Tasks and exercises:
1 - Write out the passage of the blog excerpt that begins at the words "2. Then brush" and stops after the words "is 375 degrees.".
2 - In the blog excerpt, what temperature does the writer take the recipe's "hot oven" to mean?
3 - Summarize the blog excerpt in two sentences.

Wednesday, May 9, 2012

Shiny!

I have nothing to write about today. It's hot, I'm tired, and I'm wearing a corset.

So, here's some old Hollywood pin-ups!


Rita Hayworth, Betty Grable, Marilyn Monroe, Hedy Lamarr

Tuesday, May 8, 2012

Harlow's Hot Rolls

The original Blonde Bombshell was known for a lot of things, but her cooking isn't really counted in the top ten. However, Harlow's Hot Rolls look like they'd be pretty tasty!

Ingredients:
  • 1 cup of warm milk
  • 1/2 cup of butter and shortening, mixed
  • 1/2 cup of warm water with 1 cake of compressed yeast
  • 1 egg well beaten
  • 1 teaspoon of salt
  • 1 tablespoon sugar
  • Enough flour to make soft dough.

  1. Set four hours, after which roll to 1/4-inch thickness and cut with biscuit cutter.
  2. Then brush with melted butter and put another biscuit on top and daub melted butter on top of that.
  3. Let stand two hours and then place them in a hot oven for 10 minutes.

Now, I'm not a great cook by any means. I watch 'Food Network' a lot and I do have domestic leanings that cause me to put on an apron and bake. To me, this recipe isn't very explanatory. I have made biscuits from scratch before, so my alterations/best guesses as to what this means:

  • The 'hot oven' temperature is 375 degrees.
  • The amount of flour is at least 2 cups, maybe more. I don't think the rolls should be very sticky if you're rolling and cutting them out.
  • The cup of warm water with the 1 cake of compressed yeast is about 2 1/2 teaspoons of yeast (the amount in one packet), and you let those sit together for about 10 minutes before adding it to the other ingredients.
  • Mix all the ingredients together, then add the yeast water, then mix more; let sit for 4 hours to rise, kneading/punching it down on occasion.

I may have to experiment with this tonight and let you all know what I find!

Monday, May 7, 2012

Vargas Pinups

In case you need some inspiration today!



With Love,

Miss Torchy

Etiquette: It all comes down to Awareness

In the age of exposing yourself on facebook, wearing your pajamas in public, Maury Povich, low-class reality dating shows, and the occasional fun in being an internet troll, etiquette has gone out the window. Young girls look up more to Snooki and Kim Kardashian than they do Michelle Obama, which, politics aside, is pretty sad.

Etiquette doesn't have to be stuffy and old-fashioned. It's not about making sure you're using the right fork or curtseying the proper way. Today's etiquette can simply be summed up by being aware of yourself, aware of others, and aware of your surroundings or potential surroundings. You have to remember that, no matter what your mommy told you, the world does not revolve around you. And, when you try to make it that way, often times it not only embarrasses you, but anyone who would have the misfortune of being associated with you. There's a huge difference between confidence and narcissism.

Collection entries:

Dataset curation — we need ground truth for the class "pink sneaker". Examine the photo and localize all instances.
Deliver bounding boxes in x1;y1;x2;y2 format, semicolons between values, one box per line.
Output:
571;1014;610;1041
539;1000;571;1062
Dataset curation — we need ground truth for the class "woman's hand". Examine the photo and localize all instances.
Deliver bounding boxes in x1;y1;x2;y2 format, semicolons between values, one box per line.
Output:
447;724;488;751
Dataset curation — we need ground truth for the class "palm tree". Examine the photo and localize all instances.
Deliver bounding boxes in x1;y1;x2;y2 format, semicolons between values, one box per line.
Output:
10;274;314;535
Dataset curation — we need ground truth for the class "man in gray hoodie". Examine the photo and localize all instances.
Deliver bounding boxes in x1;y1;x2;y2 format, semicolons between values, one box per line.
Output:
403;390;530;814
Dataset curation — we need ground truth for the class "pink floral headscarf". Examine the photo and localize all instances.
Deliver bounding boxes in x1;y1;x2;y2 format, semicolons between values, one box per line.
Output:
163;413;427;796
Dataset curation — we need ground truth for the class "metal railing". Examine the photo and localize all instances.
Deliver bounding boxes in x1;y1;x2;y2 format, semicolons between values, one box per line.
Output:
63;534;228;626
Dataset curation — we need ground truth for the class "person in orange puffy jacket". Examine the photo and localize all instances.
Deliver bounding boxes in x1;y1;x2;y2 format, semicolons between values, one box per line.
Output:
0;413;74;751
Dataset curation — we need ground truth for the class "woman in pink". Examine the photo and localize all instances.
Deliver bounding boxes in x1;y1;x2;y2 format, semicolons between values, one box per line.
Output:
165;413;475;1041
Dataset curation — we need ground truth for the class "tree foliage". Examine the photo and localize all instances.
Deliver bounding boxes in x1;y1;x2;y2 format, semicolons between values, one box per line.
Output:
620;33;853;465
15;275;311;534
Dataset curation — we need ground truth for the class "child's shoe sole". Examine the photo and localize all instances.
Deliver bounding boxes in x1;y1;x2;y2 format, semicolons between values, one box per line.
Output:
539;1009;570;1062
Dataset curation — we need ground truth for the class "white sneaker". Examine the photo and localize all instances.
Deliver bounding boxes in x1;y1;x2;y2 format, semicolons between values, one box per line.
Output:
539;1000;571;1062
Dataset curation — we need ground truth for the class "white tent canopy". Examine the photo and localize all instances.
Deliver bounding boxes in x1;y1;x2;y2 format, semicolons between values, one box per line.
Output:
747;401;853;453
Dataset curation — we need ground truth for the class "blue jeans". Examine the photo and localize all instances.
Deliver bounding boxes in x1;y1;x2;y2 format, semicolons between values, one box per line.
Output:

Answers by item number:
1 -
2. Then brush with melted butter and put another biscuit on top and daub melted butter on top of that.
  3. Let stand two hours and then place them in a hot oven for 10 minutes.

Now, I'm not a great cook by any means. I watch 'Food Network' a lot and I do have domestic leanings that cause me to put on an apron and bake. To me, this recipe isn't very explanatory. I have made biscuits from scratch before, so my alterations/best guesses as to what this means:

  • The 'hot oven' temperature is 375 degrees.

2 - 375 degrees.

3 - The blog excerpt shares old Hollywood pin-ups, Vargas pin-ups, and a recipe for Harlow's Hot Rolls, which the writer finds unclear and fills out with best guesses such as a 375-degree oven and at least 2 cups of flour. It also argues that etiquette has gone out the window and that today's etiquette comes down to being aware of yourself, of others, and of your surroundings.